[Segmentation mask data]
——

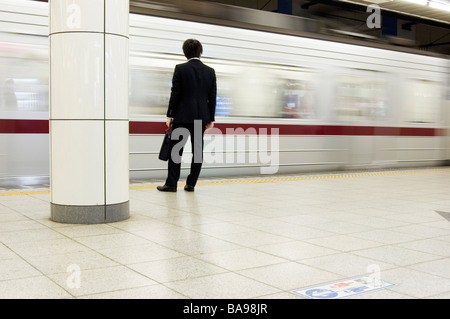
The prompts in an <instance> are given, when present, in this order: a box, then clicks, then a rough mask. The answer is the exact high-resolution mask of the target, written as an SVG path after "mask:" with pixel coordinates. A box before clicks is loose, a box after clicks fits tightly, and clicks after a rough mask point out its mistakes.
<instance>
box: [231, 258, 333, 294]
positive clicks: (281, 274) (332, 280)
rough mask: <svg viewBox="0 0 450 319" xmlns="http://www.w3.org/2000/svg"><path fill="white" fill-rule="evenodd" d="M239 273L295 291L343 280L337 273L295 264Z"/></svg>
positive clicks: (262, 281) (249, 277) (245, 271)
mask: <svg viewBox="0 0 450 319" xmlns="http://www.w3.org/2000/svg"><path fill="white" fill-rule="evenodd" d="M238 273H239V274H241V275H243V276H246V277H249V278H252V279H254V280H258V281H260V282H263V283H265V284H267V285H270V286H273V287H277V288H279V289H281V290H294V289H299V288H303V287H308V286H312V285H315V284H319V283H323V282H328V281H333V280H338V279H340V278H342V277H340V276H339V275H337V274H335V273H331V272H328V271H324V270H320V269H317V268H314V267H310V266H307V265H302V264H300V263H295V262H288V263H283V264H276V265H270V266H265V267H258V268H251V269H245V270H241V271H239V272H238Z"/></svg>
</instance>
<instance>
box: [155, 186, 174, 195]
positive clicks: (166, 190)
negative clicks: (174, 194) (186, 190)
mask: <svg viewBox="0 0 450 319" xmlns="http://www.w3.org/2000/svg"><path fill="white" fill-rule="evenodd" d="M156 189H157V190H159V191H161V192H173V193H175V192H176V191H177V188H176V187H170V186H167V185H163V186H158V187H156Z"/></svg>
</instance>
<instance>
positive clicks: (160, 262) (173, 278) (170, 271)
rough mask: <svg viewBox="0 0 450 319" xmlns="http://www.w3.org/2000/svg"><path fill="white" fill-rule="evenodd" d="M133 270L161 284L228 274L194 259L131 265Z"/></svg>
mask: <svg viewBox="0 0 450 319" xmlns="http://www.w3.org/2000/svg"><path fill="white" fill-rule="evenodd" d="M128 267H130V268H131V269H133V270H135V271H136V272H139V273H141V274H143V275H145V276H147V277H148V278H150V279H153V280H155V281H157V282H160V283H165V282H169V281H177V280H185V279H189V278H195V277H203V276H209V275H214V274H219V273H224V272H227V270H225V269H224V268H220V267H217V266H215V265H213V264H211V263H207V262H204V261H201V260H199V259H197V258H194V257H177V258H169V259H162V260H156V261H151V262H144V263H138V264H132V265H129V266H128Z"/></svg>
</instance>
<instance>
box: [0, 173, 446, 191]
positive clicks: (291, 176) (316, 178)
mask: <svg viewBox="0 0 450 319" xmlns="http://www.w3.org/2000/svg"><path fill="white" fill-rule="evenodd" d="M449 172H450V168H443V169H426V170H404V171H387V172H368V173H350V174H349V173H346V174H328V175H311V176H290V177H274V178H251V177H249V178H246V179H237V180H225V181H214V182H200V183H197V186H209V185H231V184H255V183H277V182H291V181H304V180H316V179H332V178H355V177H368V176H392V175H407V174H426V173H449ZM156 186H157V185H132V186H130V189H134V190H137V189H151V188H156ZM179 186H184V185H179ZM40 194H50V191H49V190H43V191H23V192H3V193H2V192H0V196H19V195H40Z"/></svg>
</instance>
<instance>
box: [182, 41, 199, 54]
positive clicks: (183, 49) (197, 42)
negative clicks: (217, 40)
mask: <svg viewBox="0 0 450 319" xmlns="http://www.w3.org/2000/svg"><path fill="white" fill-rule="evenodd" d="M183 53H184V56H185V57H186V58H187V59H191V58H200V55H201V54H202V53H203V46H202V44H201V43H200V41H198V40H195V39H187V40H186V41H184V43H183Z"/></svg>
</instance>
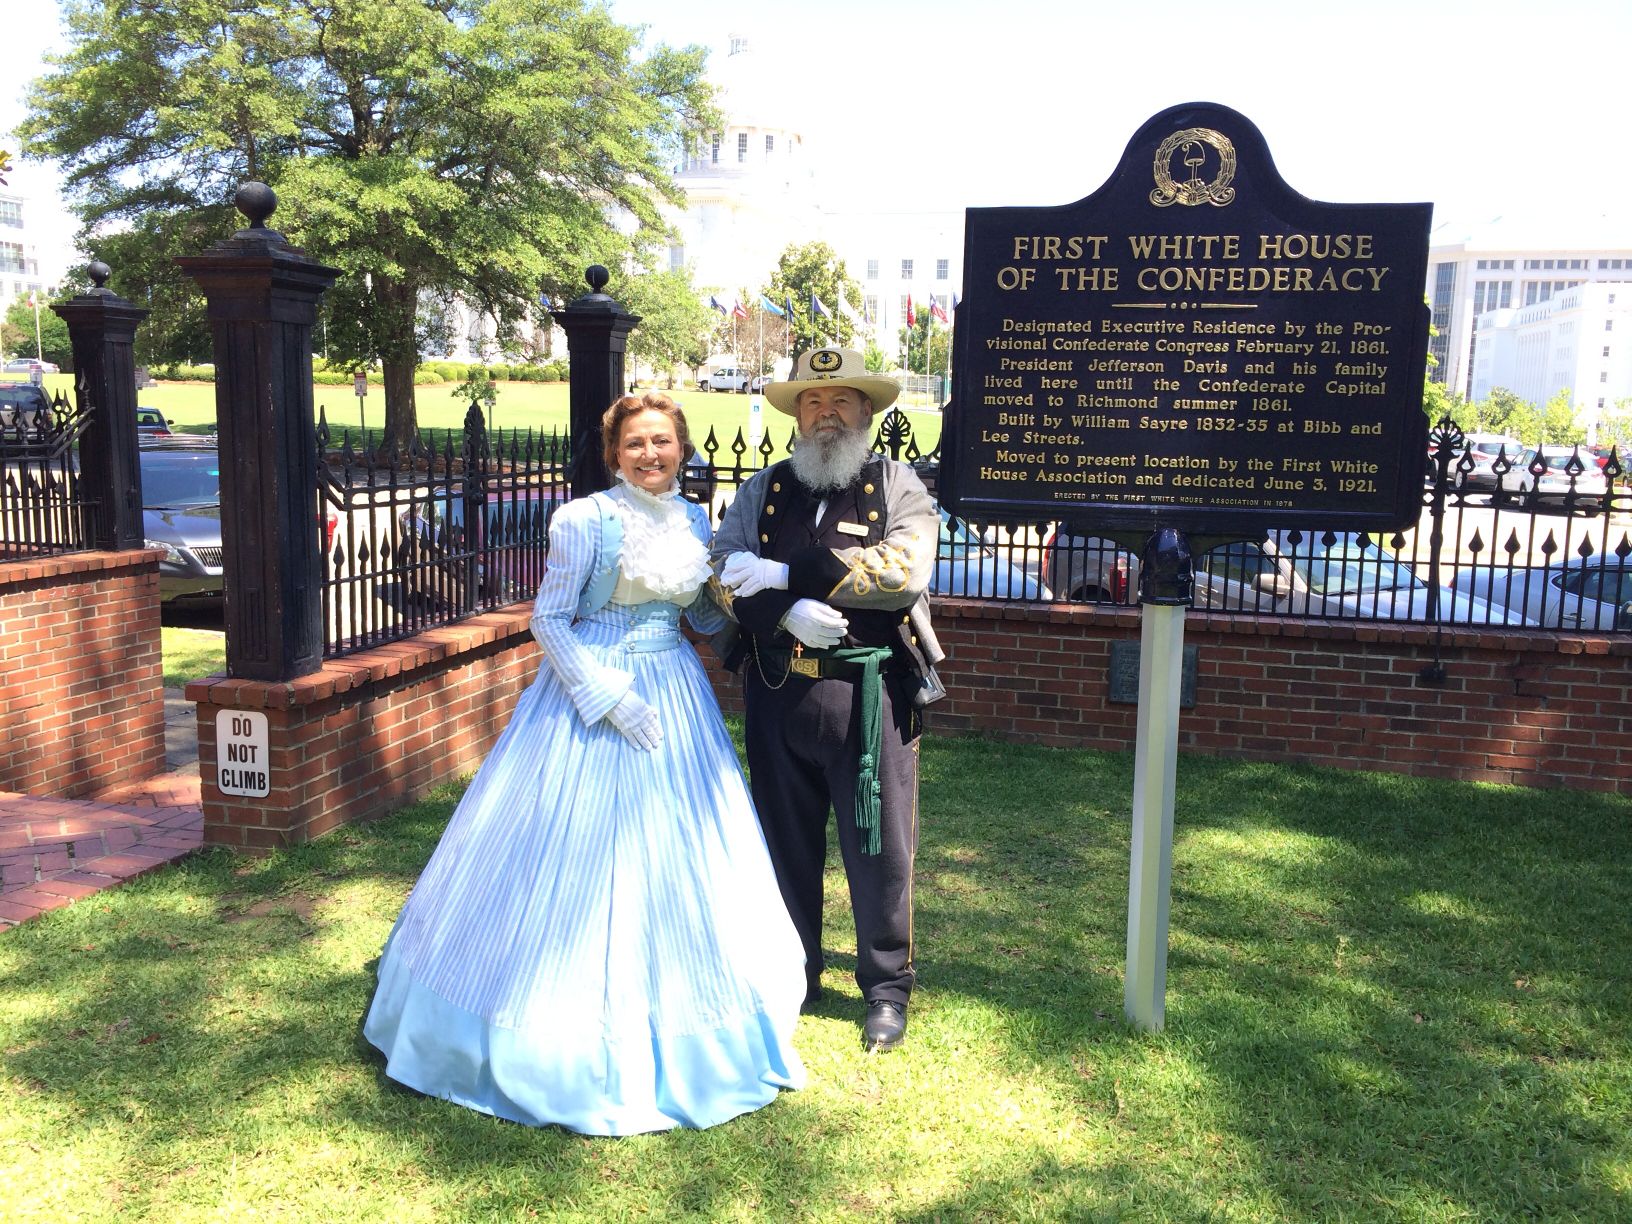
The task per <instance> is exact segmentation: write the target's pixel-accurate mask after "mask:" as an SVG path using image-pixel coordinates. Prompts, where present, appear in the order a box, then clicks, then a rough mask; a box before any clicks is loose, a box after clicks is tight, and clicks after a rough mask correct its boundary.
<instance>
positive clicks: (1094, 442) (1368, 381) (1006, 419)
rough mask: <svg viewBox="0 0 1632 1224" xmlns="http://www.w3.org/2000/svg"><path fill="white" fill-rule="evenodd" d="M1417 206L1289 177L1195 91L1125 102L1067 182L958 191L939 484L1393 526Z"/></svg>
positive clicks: (1017, 504) (1094, 512) (1411, 448)
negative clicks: (986, 194) (1392, 201)
mask: <svg viewBox="0 0 1632 1224" xmlns="http://www.w3.org/2000/svg"><path fill="white" fill-rule="evenodd" d="M1338 135H1340V134H1333V137H1335V139H1333V142H1332V155H1333V157H1353V155H1356V153H1355V149H1353V145H1351V144H1346V142H1345V140H1342V139H1337V137H1338ZM1430 215H1431V206H1428V204H1325V202H1320V201H1312V199H1307V197H1304V196H1301V194H1297V193H1296V191H1293V189H1291V188H1289V186H1286V183H1284V181H1281V176H1279V175H1278V173H1276V170H1275V163H1273V162H1271V160H1270V150H1268V147H1266V145H1265V142H1263V137H1262V135H1260V134H1258V129H1257V127H1253V126H1252V122H1248V121H1247V119H1245V118H1244V116H1240V114H1237V113H1235V111H1231V109H1229V108H1224V106H1214V104H1209V103H1191V104H1185V106H1175V108H1172V109H1167V111H1162V113H1160V114H1157V116H1155V118H1154V119H1151V121H1149V122H1146V124H1144V127H1141V129H1139V132H1138V134H1136V135H1134V137H1133V140H1131V142H1129V144H1128V150H1126V152H1124V153H1123V160H1121V163H1120V165H1118V168H1116V171H1115V175H1113V176H1111V178H1110V181H1108V183H1106V184H1105V186H1103V188H1100V189H1098V191H1097V193H1093V194H1092V196H1089V197H1087V199H1082V201H1079V202H1075V204H1066V206H1061V207H1009V209H969V211H968V222H966V237H965V287H963V304H961V305H960V307H958V318H956V369H955V380H953V401H951V413H950V419H948V437H947V441H943V444H942V470H940V491H942V499H943V501H947V503H948V504H950V506H953V508H955V509H958V511H960V512H961V514H966V516H971V517H976V519H981V517H1035V519H1071V521H1090V522H1093V524H1097V526H1100V527H1105V529H1123V530H1129V529H1139V530H1149V529H1154V527H1155V526H1167V527H1177V529H1178V530H1190V532H1237V530H1244V532H1253V530H1260V529H1263V527H1268V526H1304V527H1330V529H1338V530H1368V529H1369V530H1377V529H1389V527H1397V526H1402V524H1405V522H1413V521H1415V519H1417V516H1418V499H1420V494H1421V463H1423V454H1425V449H1426V432H1428V423H1426V418H1425V415H1423V411H1421V387H1423V369H1425V362H1426V351H1428V308H1426V305H1425V302H1423V284H1425V276H1426V261H1428V227H1430Z"/></svg>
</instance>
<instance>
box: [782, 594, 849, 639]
mask: <svg viewBox="0 0 1632 1224" xmlns="http://www.w3.org/2000/svg"><path fill="white" fill-rule="evenodd" d="M782 628H785V630H787V632H788V633H792V635H793V636H796V638H798V640H800V641H803V643H805V645H806V646H809V648H811V650H827V648H829V646H837V645H839V638H842V636H844V635H845V632H847V630H849V628H850V622H849V620H845V619H844V614H842V612H839V610H837V609H834V607H829V605H827V604H824V602H821V601H819V599H801V601H800V602H796V604H795V605H793V607H790V609H788V610H787V612H785V614H783V617H782Z"/></svg>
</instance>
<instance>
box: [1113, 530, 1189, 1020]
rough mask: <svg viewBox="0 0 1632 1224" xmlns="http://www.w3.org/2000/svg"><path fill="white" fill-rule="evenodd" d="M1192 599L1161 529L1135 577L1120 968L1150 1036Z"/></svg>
mask: <svg viewBox="0 0 1632 1224" xmlns="http://www.w3.org/2000/svg"><path fill="white" fill-rule="evenodd" d="M1190 599H1191V568H1190V545H1188V542H1186V540H1185V539H1183V537H1182V535H1178V534H1177V532H1170V530H1159V532H1155V534H1154V535H1152V537H1151V540H1149V542H1147V543H1146V550H1144V558H1142V565H1141V574H1139V604H1141V610H1139V723H1138V733H1136V739H1134V751H1133V850H1131V854H1129V862H1128V963H1126V965H1124V968H1123V1013H1124V1015H1126V1017H1128V1020H1129V1022H1133V1023H1134V1025H1136V1027H1139V1028H1144V1030H1146V1031H1152V1033H1154V1031H1159V1030H1160V1028H1162V1023H1164V1012H1165V996H1167V912H1169V906H1170V901H1172V875H1173V782H1175V777H1177V772H1178V708H1180V690H1182V682H1183V677H1185V612H1186V610H1188V607H1190Z"/></svg>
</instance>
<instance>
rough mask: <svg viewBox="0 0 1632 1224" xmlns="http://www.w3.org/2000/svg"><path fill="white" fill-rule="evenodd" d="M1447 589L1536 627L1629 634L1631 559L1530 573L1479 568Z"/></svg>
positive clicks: (1613, 559)
mask: <svg viewBox="0 0 1632 1224" xmlns="http://www.w3.org/2000/svg"><path fill="white" fill-rule="evenodd" d="M1452 586H1456V589H1457V591H1464V592H1467V594H1472V596H1477V597H1480V599H1485V601H1487V602H1490V604H1492V605H1501V607H1506V609H1510V610H1513V612H1516V614H1519V615H1523V617H1526V619H1528V620H1531V622H1534V623H1537V625H1541V627H1542V628H1572V630H1621V632H1629V630H1632V560H1622V558H1619V557H1616V555H1614V553H1599V555H1594V557H1572V558H1568V560H1565V561H1560V563H1559V565H1544V566H1534V568H1529V566H1526V568H1513V570H1508V568H1503V566H1493V568H1485V566H1480V568H1479V570H1466V571H1462V573H1459V574H1457V576H1456V579H1454V581H1452Z"/></svg>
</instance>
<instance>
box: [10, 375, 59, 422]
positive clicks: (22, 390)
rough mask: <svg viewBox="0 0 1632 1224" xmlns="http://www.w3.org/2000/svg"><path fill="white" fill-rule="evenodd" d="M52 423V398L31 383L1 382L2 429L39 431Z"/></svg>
mask: <svg viewBox="0 0 1632 1224" xmlns="http://www.w3.org/2000/svg"><path fill="white" fill-rule="evenodd" d="M49 423H51V397H49V395H46V388H44V387H36V385H34V384H31V382H0V429H13V431H15V429H39V428H42V426H46V424H49Z"/></svg>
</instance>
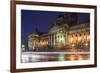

——

▶ [AIM OF THE EXERCISE] From the entries above, copy each line that contains the string "after".

▶ [ANSWER TO THIS EXERCISE]
The prompts in an <instance> are given, when present, in this order: a box, then clicks, then a rough mask. The answer is the exact high-resolution mask of the target, written as an SVG path after "mask:" with pixel coordinates. A box before clicks is loose, a box after clicks fits tightly, and clicks after a rough mask point out its mistakes.
The task per <instance> is exact segmentation: write the target's pixel-accurate mask after "mask:" as an SVG path using image-pixel coordinates. Prompts, where present, appear in the order a box, then clicks, then a rough mask; a box before any clicks is loose, a box after clicks is tight, and clicks after a rough mask correct its boundary.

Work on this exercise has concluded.